Location labeling records
========================================================================

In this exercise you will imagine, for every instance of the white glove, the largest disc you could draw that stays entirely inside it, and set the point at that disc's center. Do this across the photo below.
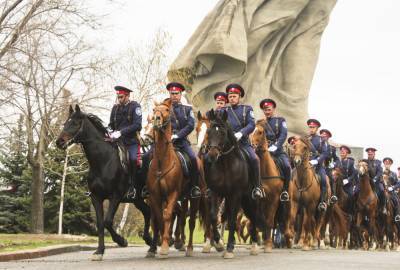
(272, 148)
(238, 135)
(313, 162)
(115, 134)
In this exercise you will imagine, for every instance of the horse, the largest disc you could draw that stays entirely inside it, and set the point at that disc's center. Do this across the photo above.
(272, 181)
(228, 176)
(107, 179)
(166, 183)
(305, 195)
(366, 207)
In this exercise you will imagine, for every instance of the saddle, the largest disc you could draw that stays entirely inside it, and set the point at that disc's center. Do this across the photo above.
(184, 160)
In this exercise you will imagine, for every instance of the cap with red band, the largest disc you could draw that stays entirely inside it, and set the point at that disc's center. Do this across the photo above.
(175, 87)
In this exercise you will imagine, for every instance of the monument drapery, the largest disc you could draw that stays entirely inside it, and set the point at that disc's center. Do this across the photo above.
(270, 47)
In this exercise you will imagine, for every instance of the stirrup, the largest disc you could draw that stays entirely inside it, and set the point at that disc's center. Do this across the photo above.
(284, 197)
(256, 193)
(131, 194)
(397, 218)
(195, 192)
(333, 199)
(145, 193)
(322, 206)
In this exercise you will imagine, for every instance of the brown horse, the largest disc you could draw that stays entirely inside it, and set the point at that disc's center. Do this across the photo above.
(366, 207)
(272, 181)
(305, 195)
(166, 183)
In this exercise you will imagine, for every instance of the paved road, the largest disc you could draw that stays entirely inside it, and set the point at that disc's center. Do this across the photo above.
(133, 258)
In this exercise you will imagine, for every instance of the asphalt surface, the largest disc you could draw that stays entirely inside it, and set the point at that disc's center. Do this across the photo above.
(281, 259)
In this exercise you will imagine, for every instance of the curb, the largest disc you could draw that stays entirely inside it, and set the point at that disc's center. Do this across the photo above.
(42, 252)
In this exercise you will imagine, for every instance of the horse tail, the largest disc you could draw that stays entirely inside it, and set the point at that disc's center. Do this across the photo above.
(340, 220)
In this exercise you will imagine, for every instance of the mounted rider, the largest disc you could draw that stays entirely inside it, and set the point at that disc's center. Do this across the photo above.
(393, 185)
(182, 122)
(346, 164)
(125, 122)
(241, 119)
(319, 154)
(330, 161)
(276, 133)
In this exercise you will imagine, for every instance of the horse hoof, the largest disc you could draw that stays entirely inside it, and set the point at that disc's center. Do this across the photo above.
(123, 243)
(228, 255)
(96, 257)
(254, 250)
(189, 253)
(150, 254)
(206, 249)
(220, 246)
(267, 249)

========================================================================

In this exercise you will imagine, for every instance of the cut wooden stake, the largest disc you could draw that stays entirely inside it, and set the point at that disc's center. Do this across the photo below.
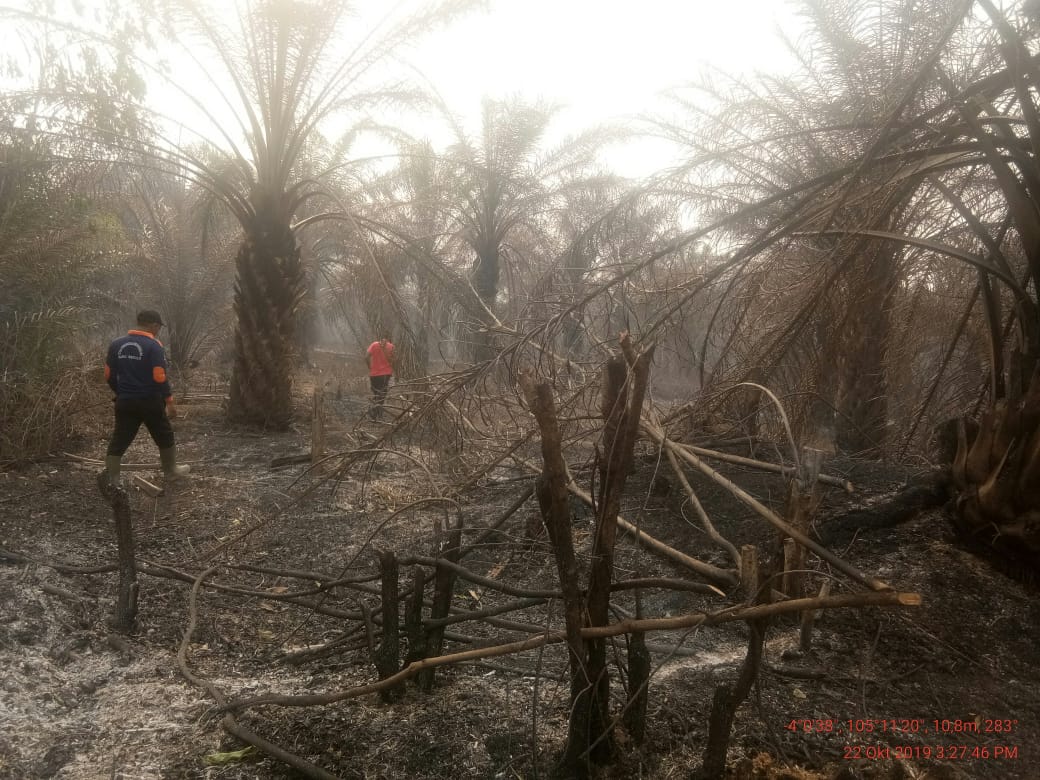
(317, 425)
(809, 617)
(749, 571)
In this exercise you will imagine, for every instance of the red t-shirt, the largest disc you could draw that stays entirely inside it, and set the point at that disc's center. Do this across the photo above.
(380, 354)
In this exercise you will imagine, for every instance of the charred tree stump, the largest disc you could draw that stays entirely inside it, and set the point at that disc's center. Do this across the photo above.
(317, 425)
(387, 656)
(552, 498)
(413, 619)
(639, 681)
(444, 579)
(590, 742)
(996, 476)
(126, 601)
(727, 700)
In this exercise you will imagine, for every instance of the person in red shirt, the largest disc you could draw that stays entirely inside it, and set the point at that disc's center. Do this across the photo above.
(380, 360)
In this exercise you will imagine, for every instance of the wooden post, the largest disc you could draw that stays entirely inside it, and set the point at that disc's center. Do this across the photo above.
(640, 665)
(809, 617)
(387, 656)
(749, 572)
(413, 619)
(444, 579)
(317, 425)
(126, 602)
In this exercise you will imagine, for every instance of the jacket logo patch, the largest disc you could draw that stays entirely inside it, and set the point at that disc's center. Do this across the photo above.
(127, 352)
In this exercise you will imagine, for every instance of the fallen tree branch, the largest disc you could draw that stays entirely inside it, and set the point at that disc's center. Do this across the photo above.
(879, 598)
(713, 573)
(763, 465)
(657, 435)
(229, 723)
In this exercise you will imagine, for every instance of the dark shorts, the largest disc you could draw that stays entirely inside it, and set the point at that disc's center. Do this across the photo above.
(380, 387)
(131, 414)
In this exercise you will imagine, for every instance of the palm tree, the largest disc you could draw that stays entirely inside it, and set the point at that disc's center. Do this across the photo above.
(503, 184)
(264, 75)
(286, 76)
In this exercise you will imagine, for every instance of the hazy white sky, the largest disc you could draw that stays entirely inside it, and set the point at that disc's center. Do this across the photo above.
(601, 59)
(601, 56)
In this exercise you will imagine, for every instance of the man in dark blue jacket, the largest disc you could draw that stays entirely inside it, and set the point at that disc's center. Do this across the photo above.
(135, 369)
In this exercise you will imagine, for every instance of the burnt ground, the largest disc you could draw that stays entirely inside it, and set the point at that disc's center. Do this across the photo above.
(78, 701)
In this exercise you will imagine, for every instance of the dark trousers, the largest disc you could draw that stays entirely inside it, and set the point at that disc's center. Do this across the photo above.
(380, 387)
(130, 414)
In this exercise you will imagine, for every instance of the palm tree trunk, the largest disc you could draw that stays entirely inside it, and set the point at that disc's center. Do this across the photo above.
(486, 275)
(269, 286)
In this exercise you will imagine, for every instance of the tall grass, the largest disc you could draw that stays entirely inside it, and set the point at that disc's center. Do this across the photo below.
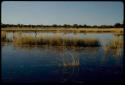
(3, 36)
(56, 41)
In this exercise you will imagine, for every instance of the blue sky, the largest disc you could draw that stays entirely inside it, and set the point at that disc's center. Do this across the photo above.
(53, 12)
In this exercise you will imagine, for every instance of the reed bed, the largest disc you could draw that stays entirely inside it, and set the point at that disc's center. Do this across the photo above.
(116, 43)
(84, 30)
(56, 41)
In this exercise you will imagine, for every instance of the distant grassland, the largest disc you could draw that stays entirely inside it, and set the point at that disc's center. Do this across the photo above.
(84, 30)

========================================================================

Pull out every line above that contains the word "curb".

WORKED ANSWER:
In this exercise you will imagine, for every instance of the curb, the largest disc you could draw that stays entirely inside it, and set the point at that disc's center. Do this across the photo above.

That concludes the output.